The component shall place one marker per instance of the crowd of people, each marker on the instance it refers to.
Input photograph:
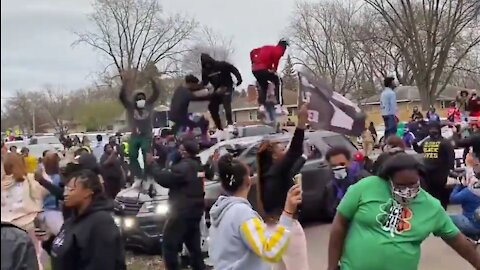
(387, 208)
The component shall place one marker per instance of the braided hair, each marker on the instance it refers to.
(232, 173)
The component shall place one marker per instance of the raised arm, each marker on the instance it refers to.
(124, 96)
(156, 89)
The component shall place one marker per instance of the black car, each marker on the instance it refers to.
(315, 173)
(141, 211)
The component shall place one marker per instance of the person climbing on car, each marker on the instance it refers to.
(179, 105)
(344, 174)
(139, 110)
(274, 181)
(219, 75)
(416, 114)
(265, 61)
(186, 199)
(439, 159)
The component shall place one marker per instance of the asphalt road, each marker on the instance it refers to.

--

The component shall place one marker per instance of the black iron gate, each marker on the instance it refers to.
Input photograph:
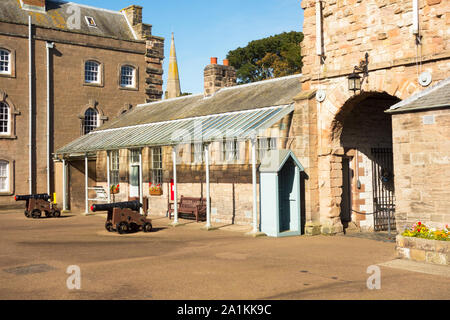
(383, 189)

...

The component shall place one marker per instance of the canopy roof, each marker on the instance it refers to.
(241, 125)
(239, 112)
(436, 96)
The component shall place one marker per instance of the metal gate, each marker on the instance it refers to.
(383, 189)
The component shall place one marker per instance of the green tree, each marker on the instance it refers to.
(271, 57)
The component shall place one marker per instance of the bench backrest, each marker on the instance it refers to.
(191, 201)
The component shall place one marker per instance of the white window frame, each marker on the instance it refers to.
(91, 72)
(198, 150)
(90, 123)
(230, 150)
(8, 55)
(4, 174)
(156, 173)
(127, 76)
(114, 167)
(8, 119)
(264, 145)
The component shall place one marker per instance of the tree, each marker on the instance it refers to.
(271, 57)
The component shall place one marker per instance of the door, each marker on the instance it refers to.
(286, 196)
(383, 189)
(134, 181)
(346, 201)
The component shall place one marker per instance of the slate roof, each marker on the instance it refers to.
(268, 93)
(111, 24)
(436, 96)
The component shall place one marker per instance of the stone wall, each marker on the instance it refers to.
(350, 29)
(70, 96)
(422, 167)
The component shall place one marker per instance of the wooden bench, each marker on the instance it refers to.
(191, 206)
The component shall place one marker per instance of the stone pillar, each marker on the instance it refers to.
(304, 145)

■ **WHAT YOU WILL DO**
From the items above, pull out every line containing the word "gate".

■ **OUTPUT FOR THIS TASK**
The component shall place one marker per instance of the black iron gate, each marker on the instance it refers to.
The component shall place one marker per instance of the metal gate, each marker on the instance it refers to.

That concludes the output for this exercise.